--- START Stored rows ---

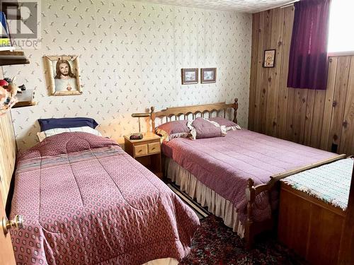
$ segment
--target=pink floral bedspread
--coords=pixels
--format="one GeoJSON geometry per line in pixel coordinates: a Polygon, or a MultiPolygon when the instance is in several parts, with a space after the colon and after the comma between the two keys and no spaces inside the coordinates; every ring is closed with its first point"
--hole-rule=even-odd
{"type": "MultiPolygon", "coordinates": [[[[176,138],[164,143],[165,155],[192,173],[199,181],[231,201],[241,223],[246,220],[247,180],[255,185],[270,177],[319,162],[336,155],[246,129],[229,131],[224,137],[190,140],[176,138]]],[[[270,218],[277,196],[268,193],[256,198],[253,218],[270,218]],[[270,201],[272,206],[270,205],[270,201]]]]}
{"type": "Polygon", "coordinates": [[[45,139],[20,155],[11,217],[21,264],[142,264],[181,259],[195,213],[115,142],[86,133],[45,139]]]}

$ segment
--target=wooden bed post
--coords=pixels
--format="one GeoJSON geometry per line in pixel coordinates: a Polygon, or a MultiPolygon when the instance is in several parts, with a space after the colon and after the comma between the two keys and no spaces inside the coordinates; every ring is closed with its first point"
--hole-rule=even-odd
{"type": "Polygon", "coordinates": [[[153,133],[155,132],[155,107],[152,107],[150,108],[152,110],[150,112],[150,119],[152,119],[152,131],[153,133]]]}
{"type": "Polygon", "coordinates": [[[232,120],[234,123],[237,123],[237,109],[239,108],[239,99],[235,98],[235,103],[234,107],[234,119],[232,120]]]}
{"type": "Polygon", "coordinates": [[[246,199],[247,199],[247,219],[245,225],[245,247],[249,249],[253,243],[253,232],[252,229],[253,204],[256,199],[256,189],[254,188],[254,181],[249,179],[247,187],[246,188],[246,199]]]}
{"type": "Polygon", "coordinates": [[[353,264],[354,262],[354,167],[349,191],[344,229],[342,232],[338,265],[353,264]]]}

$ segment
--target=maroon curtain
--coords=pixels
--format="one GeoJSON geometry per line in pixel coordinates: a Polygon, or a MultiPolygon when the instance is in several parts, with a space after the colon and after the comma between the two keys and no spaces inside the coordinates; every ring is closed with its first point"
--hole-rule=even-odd
{"type": "Polygon", "coordinates": [[[326,89],[331,0],[296,2],[287,87],[326,89]]]}

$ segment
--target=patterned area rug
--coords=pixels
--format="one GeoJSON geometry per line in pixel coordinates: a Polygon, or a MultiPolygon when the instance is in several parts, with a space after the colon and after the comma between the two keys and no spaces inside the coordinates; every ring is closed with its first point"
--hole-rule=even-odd
{"type": "Polygon", "coordinates": [[[306,264],[294,252],[270,236],[258,238],[253,249],[246,250],[243,240],[222,220],[210,215],[200,221],[190,254],[181,265],[306,264]]]}
{"type": "Polygon", "coordinates": [[[168,182],[167,186],[197,213],[200,228],[196,232],[190,254],[181,265],[299,265],[307,263],[293,252],[266,235],[257,238],[251,250],[244,249],[244,241],[222,220],[209,213],[179,187],[168,182]]]}

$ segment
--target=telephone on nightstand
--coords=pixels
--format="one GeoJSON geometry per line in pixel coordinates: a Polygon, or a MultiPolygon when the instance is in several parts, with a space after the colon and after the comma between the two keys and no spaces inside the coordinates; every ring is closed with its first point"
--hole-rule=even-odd
{"type": "Polygon", "coordinates": [[[130,136],[129,136],[129,139],[130,140],[141,140],[143,138],[142,134],[130,134],[130,136]]]}
{"type": "Polygon", "coordinates": [[[133,113],[133,114],[132,114],[132,117],[138,118],[139,133],[130,134],[130,136],[129,136],[129,139],[130,140],[141,140],[144,138],[144,136],[142,134],[140,133],[140,118],[150,117],[150,114],[149,113],[133,113]]]}

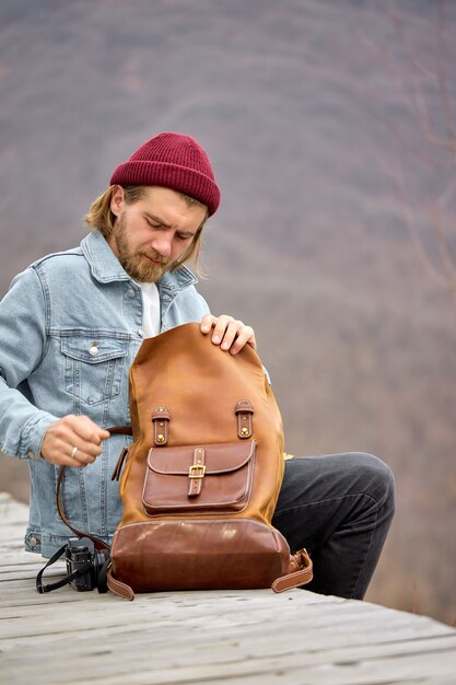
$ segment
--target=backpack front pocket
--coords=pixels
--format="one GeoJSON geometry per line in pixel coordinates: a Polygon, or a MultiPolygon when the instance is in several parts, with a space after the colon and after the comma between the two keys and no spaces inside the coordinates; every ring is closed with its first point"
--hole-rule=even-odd
{"type": "Polygon", "coordinates": [[[248,503],[256,443],[152,448],[142,503],[149,515],[233,513],[248,503]]]}

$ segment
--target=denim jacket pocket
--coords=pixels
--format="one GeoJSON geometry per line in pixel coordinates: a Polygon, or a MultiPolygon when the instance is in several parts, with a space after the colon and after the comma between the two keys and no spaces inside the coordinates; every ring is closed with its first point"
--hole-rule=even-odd
{"type": "Polygon", "coordinates": [[[65,390],[86,405],[96,405],[120,393],[128,340],[96,333],[63,336],[65,390]]]}

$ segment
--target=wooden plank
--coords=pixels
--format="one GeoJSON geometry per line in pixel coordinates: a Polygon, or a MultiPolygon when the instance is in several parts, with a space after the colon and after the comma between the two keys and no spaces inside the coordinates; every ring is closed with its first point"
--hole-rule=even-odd
{"type": "Polygon", "coordinates": [[[0,495],[0,515],[3,510],[2,682],[443,685],[456,680],[452,627],[305,590],[156,593],[132,603],[72,588],[38,595],[35,574],[43,560],[20,543],[26,507],[0,495]]]}

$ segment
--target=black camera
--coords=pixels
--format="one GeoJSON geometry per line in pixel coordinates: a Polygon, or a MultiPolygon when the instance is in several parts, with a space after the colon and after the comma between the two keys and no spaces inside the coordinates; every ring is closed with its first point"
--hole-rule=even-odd
{"type": "Polygon", "coordinates": [[[89,537],[71,537],[65,556],[68,576],[74,574],[70,585],[78,592],[94,588],[98,588],[98,592],[106,592],[106,566],[109,560],[107,549],[95,549],[93,541],[89,537]]]}

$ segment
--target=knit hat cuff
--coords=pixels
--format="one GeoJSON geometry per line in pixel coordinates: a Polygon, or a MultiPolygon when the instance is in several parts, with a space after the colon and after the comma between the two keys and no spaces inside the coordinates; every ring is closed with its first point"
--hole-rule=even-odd
{"type": "Polygon", "coordinates": [[[171,164],[148,160],[130,160],[119,164],[110,177],[110,185],[120,186],[164,186],[178,193],[185,193],[208,207],[212,216],[220,204],[220,190],[217,184],[201,172],[171,164]]]}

--- END Stored rows ---

● **What you will do**: Count the lines in the entries above that contain the string "pocket", matching case exactly, and give only the number.

● **The completed task**: 2